Try it –
Find the string "eyelid" in the data, and copy out each line that has it.

START Provided material

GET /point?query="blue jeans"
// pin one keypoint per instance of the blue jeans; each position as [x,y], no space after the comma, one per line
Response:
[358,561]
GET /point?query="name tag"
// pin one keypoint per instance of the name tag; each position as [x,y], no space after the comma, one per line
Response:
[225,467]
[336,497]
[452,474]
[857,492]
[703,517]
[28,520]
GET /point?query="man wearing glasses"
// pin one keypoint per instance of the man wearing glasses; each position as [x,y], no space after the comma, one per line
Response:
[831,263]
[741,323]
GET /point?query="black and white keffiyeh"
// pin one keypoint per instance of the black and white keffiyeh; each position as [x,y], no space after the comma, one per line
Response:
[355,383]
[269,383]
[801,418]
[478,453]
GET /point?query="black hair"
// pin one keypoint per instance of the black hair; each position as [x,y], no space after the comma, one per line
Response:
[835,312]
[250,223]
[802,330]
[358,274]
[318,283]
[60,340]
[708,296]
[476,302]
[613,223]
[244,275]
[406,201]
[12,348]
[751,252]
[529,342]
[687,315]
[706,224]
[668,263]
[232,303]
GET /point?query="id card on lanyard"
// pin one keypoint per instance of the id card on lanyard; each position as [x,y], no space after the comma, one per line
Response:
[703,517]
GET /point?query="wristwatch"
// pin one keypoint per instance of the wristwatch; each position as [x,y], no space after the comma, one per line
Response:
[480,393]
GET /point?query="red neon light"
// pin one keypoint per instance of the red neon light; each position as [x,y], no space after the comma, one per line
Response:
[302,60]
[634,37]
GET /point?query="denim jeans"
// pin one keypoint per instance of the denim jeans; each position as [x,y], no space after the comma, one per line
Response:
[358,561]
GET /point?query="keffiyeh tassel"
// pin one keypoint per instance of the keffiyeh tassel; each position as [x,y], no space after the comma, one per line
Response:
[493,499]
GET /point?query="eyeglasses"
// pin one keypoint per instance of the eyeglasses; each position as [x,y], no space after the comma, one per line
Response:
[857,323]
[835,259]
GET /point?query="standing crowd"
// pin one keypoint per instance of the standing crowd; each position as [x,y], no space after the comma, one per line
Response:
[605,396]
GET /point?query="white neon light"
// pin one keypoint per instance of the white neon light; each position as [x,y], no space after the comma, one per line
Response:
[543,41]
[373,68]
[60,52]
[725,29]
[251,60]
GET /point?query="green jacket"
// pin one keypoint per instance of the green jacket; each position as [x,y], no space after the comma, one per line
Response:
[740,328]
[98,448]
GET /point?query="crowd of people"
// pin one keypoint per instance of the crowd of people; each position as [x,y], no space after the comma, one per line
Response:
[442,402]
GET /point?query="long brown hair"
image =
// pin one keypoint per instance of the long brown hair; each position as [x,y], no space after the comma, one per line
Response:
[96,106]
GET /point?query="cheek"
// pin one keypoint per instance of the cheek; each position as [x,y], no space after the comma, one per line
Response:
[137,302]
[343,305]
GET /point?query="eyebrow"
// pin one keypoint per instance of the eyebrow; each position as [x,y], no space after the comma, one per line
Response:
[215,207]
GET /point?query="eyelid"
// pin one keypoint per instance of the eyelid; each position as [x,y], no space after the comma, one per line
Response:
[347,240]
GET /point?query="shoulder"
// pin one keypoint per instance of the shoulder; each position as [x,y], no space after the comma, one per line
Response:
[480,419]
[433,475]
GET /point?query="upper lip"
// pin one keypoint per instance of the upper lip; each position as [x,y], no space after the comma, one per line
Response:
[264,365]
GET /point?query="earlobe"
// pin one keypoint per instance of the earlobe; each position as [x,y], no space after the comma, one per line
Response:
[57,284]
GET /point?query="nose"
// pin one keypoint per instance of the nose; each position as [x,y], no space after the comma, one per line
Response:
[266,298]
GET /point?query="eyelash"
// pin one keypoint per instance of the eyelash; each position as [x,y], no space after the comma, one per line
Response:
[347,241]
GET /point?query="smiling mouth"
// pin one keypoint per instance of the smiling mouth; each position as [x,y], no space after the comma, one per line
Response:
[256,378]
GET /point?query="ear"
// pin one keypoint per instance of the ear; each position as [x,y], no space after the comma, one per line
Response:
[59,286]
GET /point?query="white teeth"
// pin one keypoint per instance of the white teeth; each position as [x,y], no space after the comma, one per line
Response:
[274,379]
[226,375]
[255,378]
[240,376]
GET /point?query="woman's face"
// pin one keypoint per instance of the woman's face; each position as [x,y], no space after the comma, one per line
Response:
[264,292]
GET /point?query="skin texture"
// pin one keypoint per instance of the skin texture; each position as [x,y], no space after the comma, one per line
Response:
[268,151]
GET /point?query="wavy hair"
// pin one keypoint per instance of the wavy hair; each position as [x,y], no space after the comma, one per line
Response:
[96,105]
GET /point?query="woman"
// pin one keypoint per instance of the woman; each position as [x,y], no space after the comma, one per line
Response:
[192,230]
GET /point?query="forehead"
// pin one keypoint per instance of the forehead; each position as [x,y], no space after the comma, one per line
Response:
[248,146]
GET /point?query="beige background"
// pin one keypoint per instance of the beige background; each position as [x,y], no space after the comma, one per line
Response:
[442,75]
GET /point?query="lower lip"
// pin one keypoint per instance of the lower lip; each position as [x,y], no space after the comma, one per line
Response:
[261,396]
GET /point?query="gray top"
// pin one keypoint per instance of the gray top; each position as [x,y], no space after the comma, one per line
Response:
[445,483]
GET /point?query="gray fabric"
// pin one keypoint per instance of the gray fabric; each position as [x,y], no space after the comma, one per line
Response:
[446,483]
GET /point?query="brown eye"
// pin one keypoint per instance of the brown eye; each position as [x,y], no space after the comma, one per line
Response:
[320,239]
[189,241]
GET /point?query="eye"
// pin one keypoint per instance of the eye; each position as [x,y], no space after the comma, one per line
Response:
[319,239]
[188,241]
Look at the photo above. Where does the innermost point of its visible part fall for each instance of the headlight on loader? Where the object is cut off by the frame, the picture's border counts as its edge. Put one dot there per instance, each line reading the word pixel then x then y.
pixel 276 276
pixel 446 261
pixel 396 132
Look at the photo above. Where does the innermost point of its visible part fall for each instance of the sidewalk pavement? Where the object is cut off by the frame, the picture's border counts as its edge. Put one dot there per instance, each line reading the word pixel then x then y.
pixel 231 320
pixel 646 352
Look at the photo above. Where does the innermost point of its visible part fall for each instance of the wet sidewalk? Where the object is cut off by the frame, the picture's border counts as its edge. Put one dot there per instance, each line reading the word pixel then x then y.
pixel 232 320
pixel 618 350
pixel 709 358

END Provided material

Response below –
GET /point?query="eyelid"
// pin one keypoint per instance of the eyelid; each position as [x,y], no space after the comma, one per line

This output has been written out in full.